▶ _Assignment_
Report every line of the records beneath this task that holds the string "grille".

▶ _Records supplied_
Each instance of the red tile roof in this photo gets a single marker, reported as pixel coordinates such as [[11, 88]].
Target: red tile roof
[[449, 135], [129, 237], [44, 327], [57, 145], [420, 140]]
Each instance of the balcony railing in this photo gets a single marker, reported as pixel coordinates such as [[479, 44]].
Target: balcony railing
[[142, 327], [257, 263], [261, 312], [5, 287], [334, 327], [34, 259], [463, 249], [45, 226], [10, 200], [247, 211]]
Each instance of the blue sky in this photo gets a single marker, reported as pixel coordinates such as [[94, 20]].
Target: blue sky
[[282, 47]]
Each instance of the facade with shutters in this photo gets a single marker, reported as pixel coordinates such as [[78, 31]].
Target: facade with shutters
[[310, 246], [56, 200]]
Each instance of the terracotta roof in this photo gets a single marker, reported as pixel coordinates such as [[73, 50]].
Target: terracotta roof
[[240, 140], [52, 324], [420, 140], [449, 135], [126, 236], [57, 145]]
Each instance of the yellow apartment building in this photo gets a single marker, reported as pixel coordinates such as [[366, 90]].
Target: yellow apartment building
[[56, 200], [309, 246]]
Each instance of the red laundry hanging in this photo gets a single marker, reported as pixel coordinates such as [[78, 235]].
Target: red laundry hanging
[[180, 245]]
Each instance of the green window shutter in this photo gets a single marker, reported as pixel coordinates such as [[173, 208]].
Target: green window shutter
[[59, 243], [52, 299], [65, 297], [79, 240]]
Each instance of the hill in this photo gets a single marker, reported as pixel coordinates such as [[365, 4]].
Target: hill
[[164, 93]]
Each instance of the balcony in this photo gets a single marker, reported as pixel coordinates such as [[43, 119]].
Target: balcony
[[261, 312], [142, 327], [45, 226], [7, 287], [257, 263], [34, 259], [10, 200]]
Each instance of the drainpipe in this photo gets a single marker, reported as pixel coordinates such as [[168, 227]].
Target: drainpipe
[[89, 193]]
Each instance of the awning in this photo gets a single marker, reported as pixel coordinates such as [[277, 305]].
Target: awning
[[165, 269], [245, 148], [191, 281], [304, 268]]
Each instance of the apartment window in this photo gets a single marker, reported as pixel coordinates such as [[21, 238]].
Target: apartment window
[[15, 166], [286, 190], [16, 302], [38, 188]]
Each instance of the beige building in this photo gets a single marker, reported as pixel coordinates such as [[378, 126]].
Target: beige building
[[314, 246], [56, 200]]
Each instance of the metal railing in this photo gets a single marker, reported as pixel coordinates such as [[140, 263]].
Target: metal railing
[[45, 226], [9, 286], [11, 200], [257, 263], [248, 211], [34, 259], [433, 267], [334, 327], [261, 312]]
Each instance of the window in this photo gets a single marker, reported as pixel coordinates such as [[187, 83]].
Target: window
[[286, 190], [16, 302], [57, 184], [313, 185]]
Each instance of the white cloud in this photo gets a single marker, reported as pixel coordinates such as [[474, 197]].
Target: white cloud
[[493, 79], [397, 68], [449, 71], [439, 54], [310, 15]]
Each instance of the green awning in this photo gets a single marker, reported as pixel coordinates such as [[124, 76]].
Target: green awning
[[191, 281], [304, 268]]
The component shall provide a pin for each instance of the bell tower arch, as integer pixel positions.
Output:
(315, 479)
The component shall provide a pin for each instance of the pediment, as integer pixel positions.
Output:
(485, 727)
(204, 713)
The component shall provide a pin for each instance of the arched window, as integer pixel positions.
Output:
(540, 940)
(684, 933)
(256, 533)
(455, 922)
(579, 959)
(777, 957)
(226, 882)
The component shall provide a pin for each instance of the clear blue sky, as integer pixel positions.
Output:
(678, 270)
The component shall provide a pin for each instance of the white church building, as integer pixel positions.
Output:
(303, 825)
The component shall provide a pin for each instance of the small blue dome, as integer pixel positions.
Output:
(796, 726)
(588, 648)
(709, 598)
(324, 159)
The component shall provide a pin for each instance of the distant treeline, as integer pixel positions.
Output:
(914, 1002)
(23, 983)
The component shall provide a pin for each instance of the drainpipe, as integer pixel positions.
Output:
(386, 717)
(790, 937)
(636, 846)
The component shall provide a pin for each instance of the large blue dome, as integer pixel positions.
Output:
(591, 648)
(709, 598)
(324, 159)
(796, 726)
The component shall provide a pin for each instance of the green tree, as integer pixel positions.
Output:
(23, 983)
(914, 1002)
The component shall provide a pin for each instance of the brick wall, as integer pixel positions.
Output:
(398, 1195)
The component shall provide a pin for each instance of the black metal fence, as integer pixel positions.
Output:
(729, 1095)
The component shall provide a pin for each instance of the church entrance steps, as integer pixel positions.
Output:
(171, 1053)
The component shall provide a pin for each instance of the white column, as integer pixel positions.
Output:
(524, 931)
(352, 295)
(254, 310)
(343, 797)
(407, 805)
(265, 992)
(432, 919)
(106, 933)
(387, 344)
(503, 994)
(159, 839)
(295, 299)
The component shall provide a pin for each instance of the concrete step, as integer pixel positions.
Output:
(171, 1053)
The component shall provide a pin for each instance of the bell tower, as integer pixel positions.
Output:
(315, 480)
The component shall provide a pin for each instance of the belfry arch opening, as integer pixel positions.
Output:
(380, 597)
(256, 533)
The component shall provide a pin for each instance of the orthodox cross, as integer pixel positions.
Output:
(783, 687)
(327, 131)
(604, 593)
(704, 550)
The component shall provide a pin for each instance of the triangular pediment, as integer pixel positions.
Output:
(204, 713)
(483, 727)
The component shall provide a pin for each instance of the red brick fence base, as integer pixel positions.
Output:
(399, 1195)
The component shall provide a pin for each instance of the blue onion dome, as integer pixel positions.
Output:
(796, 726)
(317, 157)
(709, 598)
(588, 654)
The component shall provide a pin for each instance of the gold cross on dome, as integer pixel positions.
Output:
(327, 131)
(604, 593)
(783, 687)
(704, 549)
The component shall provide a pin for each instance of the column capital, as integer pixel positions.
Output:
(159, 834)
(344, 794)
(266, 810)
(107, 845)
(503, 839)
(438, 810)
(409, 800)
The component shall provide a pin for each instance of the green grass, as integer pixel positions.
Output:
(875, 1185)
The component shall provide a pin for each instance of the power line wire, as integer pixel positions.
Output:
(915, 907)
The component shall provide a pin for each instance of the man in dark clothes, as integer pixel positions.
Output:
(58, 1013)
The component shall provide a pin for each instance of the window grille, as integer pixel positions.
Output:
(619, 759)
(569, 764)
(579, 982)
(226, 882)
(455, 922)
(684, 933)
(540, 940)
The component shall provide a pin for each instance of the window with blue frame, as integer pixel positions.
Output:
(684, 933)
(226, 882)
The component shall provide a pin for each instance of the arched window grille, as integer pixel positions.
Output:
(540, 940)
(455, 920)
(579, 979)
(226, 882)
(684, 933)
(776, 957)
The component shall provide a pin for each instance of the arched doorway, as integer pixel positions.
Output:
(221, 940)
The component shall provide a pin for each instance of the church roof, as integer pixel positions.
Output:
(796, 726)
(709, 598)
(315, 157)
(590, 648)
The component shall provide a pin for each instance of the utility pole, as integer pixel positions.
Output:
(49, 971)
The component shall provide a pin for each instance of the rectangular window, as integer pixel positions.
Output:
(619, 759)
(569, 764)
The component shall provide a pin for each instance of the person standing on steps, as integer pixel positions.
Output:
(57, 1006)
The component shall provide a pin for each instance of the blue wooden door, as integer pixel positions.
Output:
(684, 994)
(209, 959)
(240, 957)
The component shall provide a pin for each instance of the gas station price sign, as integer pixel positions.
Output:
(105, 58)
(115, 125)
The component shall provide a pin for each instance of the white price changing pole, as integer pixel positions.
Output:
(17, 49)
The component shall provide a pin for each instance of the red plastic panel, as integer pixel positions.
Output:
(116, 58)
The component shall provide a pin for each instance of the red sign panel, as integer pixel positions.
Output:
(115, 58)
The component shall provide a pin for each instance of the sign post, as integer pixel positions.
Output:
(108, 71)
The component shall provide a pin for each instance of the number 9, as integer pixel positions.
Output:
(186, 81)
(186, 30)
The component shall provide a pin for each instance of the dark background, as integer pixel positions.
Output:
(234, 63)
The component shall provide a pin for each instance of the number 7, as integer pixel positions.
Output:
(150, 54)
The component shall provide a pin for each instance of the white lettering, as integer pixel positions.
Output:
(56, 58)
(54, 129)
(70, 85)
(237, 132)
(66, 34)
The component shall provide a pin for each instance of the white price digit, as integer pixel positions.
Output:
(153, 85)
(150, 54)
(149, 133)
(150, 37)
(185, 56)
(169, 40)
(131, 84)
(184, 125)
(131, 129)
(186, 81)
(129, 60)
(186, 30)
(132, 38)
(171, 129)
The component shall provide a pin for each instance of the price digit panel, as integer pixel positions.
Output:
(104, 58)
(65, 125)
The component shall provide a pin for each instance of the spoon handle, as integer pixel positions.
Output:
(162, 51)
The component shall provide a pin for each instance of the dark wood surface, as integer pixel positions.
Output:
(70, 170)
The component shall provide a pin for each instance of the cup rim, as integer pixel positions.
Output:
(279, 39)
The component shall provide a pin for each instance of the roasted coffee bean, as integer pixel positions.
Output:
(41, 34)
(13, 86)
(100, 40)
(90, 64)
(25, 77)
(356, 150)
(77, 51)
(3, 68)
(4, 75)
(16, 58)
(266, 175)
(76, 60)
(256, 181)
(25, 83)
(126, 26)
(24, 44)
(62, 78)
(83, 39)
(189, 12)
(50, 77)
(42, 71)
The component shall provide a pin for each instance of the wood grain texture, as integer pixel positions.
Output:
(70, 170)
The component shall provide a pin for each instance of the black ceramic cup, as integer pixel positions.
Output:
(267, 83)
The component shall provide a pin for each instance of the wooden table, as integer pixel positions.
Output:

▶ _Reply to the exercise_
The component shall provide a pin for each instance of the window grille, as integer pixel positions.
The component shall provide a pin for each instance of the arched window grille, as integer pixel positions.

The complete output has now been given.